- PASSAGE PROVIDED
Heavy Horse Breeds INTRODUCTION
The Shire Horse is a native of England, but the Midland counties of Lincoln, Derby, Cambridge, Norfolk, Nottingham, Leicester and Huntington, collectively known as “The Shires”, were the special homes. History mentions the horse by different names: the Great Horse, the War Horse, the Cart Horse, the Old England Black Horse, the Lincolnshire Giant as well as the Shire.
The Shire breed began over 1000 years ago, developing from the horses of Julius Caesar and infusions of the blood of Belgians, Horses of Flanders, and in the 18th century, Friesians. It was also during the 18th century that Shires came into use for drayage, farming, and coach use. The Shire Horse Society of England, the original registry for the Shire, was officially established in 1878 as the English Cart Horse Society, but changed it’s name to Shire Horse Society in 1883, as the term “cart horse” was used then much as “draft horse” is used today. The first Shires were imported to the United States around the middle of the 19th century, and the American Shire Horse Association was established in 1885.
The Shire is a good and faithful worker in agriculture and commerce, and has been said to be a synonym for strength, constitution, energy, and endurance. They are docile and kind, but have personality to spare and a strong desire to form a genuine partnership with the people who handle them. They are used for every discipline a horse can be used for, from logging to commercial carriage driving to dressage to trail riding.
Living up to his calm and accepting nature, the Shire has shown himself to be a champion in all these areas, from the show ring to the furrow.
Shires may be black, brown, bay or gray. Occasionally a sorrel will be seen. They usually have some white facial marking, typically a blaze, and white stockings, often on all 4 legs and reaching up to or over the knees and hocks. The legs will always bear the famous “feather”, long thick hairs springing from the legs below the knees and hocks that will in most cases cover the entire hoof down to the ground.

- SET OF TASKS
1 – Decide whether each statement below agrees with the Shire Horse passage. For each, answer yes or no and quote the words from the passage that settle it.
(a) The American Shire Horse Association was founded before the Shire Horse Society of England adopted that name.
(b) Shires came into use for farming in the 18th century.
(c) The feather on a Shire's legs grows from above the knees and hocks.
2 – Extract the part of the Shire Horse passage between "Living up to" and "to the ground.", inclusive.

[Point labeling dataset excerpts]
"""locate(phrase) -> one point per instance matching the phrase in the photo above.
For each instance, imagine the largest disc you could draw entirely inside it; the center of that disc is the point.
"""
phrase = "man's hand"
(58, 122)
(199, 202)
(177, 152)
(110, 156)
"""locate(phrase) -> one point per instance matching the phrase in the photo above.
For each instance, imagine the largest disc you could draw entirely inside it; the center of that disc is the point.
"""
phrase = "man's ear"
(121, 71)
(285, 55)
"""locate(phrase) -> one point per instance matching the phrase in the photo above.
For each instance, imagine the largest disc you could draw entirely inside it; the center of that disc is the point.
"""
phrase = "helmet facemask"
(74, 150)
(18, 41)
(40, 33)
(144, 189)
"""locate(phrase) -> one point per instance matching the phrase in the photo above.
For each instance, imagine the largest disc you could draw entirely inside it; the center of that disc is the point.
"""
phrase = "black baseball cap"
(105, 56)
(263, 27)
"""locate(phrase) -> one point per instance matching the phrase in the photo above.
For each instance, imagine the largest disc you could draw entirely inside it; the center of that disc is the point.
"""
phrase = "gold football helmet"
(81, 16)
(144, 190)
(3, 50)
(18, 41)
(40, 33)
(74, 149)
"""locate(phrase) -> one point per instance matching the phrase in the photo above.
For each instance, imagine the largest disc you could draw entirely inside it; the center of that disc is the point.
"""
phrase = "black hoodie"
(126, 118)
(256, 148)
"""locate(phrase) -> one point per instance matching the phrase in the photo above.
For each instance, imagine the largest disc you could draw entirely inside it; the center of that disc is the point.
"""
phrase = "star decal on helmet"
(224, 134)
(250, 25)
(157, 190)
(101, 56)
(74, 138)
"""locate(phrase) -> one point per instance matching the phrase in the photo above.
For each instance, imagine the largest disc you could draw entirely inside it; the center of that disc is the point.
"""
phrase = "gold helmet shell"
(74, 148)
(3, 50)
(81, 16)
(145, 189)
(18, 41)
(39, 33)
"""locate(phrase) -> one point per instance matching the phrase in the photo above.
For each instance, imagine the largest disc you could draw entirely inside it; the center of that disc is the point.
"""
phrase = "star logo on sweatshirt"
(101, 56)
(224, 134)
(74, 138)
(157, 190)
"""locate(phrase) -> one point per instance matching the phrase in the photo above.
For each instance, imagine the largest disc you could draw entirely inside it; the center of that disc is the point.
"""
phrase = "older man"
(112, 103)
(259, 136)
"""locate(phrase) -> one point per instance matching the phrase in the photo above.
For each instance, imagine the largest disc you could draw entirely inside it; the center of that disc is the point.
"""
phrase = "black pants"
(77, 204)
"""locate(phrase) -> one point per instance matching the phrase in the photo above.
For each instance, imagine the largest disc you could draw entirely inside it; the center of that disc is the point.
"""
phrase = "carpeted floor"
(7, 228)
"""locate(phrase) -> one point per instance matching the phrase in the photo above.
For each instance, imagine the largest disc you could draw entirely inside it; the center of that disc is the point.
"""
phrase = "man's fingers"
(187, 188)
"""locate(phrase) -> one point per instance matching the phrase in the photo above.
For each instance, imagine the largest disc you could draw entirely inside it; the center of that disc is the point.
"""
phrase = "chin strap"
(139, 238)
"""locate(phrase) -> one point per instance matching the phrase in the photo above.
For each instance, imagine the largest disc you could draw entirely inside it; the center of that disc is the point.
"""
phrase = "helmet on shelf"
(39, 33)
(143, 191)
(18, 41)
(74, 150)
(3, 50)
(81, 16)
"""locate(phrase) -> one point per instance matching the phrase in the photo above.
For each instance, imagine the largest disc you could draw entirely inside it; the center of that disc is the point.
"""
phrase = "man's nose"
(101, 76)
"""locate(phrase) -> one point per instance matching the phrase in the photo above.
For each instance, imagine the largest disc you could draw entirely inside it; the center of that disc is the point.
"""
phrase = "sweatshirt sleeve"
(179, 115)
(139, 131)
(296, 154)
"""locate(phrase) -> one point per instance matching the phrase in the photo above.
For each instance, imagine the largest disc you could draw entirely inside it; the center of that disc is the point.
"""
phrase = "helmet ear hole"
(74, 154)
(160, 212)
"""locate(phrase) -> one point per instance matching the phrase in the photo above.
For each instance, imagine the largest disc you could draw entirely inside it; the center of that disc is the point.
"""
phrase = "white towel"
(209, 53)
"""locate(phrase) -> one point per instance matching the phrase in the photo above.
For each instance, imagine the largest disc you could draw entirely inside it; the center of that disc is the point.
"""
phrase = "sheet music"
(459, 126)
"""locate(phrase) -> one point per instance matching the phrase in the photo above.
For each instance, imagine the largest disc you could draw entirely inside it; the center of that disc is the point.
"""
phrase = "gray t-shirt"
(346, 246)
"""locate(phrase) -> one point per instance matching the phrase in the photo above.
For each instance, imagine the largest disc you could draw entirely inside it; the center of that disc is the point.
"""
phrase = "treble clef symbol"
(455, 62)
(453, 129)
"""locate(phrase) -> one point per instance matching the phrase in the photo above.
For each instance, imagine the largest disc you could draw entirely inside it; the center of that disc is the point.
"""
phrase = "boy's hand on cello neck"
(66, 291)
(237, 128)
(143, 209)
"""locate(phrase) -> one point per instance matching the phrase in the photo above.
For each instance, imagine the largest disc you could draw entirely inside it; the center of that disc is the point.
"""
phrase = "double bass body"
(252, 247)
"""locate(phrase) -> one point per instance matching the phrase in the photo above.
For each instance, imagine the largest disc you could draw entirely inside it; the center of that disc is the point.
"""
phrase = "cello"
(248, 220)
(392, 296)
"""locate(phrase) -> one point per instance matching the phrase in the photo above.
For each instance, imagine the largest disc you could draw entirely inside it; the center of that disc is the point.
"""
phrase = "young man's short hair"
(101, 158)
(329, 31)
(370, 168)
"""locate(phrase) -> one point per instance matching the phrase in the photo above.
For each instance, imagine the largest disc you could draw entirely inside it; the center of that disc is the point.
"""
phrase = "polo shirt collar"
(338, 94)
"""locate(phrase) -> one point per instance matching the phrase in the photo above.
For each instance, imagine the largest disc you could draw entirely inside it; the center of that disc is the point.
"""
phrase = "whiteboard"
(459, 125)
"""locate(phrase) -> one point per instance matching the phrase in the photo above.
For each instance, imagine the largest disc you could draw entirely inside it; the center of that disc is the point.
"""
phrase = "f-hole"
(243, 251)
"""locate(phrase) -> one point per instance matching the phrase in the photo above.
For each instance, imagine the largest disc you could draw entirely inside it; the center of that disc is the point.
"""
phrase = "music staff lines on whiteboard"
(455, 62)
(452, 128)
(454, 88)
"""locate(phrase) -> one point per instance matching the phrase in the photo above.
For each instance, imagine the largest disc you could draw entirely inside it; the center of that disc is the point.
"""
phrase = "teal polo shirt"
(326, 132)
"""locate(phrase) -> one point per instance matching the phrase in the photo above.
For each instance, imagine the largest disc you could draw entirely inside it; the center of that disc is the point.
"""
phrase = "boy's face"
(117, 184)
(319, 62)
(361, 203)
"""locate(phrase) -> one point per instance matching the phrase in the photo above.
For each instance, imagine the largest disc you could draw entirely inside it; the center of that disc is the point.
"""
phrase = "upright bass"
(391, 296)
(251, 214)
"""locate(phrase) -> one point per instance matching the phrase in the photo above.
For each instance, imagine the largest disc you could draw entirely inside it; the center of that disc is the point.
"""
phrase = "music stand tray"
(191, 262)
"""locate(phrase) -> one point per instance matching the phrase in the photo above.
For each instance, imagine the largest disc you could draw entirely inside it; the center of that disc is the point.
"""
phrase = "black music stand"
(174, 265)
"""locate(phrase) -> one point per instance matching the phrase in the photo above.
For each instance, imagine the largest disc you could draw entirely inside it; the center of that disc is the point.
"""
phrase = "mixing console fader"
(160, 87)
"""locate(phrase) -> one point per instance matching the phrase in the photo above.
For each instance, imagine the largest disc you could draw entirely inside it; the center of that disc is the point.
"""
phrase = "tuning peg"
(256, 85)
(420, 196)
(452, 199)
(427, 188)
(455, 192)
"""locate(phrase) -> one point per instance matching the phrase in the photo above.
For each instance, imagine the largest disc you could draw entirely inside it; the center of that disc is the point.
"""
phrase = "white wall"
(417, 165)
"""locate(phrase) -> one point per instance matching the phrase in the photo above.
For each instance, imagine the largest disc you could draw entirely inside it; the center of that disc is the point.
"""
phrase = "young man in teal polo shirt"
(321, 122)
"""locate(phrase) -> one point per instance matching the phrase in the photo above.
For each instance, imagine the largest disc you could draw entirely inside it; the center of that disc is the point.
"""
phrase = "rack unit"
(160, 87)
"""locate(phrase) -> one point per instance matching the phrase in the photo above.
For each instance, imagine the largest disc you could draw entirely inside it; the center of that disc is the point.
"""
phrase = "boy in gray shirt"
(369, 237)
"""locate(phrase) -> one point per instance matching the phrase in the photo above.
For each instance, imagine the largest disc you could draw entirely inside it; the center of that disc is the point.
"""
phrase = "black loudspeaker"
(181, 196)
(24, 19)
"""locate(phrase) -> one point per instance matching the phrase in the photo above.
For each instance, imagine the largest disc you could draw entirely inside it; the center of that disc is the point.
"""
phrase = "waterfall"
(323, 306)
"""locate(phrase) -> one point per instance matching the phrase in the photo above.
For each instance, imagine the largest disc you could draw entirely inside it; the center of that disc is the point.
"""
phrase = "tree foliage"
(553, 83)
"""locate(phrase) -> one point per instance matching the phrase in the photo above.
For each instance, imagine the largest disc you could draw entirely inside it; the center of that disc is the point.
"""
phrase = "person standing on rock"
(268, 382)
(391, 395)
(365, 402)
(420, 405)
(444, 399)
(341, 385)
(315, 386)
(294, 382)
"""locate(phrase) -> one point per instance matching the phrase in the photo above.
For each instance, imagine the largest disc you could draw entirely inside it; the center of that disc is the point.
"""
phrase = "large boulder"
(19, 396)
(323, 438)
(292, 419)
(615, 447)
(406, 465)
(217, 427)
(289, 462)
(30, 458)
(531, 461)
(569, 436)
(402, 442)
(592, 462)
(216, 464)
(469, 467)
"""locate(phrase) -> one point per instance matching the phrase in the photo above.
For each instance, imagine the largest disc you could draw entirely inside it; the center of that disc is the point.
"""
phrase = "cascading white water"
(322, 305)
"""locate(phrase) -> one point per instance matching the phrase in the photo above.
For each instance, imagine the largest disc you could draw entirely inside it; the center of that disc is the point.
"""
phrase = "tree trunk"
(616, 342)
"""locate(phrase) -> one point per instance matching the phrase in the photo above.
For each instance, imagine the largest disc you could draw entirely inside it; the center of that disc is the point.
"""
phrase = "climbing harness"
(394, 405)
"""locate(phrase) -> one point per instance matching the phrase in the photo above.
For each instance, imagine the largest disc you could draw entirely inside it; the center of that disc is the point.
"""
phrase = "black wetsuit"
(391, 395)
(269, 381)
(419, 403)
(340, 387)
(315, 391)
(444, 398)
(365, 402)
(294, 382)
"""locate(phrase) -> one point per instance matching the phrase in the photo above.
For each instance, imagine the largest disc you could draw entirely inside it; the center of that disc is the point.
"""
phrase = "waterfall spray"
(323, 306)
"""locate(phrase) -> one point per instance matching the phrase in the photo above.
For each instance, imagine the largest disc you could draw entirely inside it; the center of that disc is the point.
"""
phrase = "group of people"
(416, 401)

- OUTPUTS IN ORDER
1 –
(a) No: "changed it’s name to Shire Horse Society in 1883" and "the American Shire Horse Association was established in 1885"
(b) Yes: "It was also during the 18th century that Shires came into use for drayage, farming, and coach use."
(c) No: "long thick hairs springing from the legs below the knees and hocks"

2 –
Living up to his calm and accepting nature, the Shire has shown himself to be a champion in all these areas, from the show ring to the furrow.
Shires may be black, brown, bay or gray. Occasionally a sorrel will be seen. They usually have some white facial marking, typically a blaze, and white stockings, often on all 4 legs and reaching up to or over the knees and hocks. The legs will always bear the famous “feather”, long thick hairs springing from the legs below the knees and hocks that will in most cases cover the entire hoof down to the ground.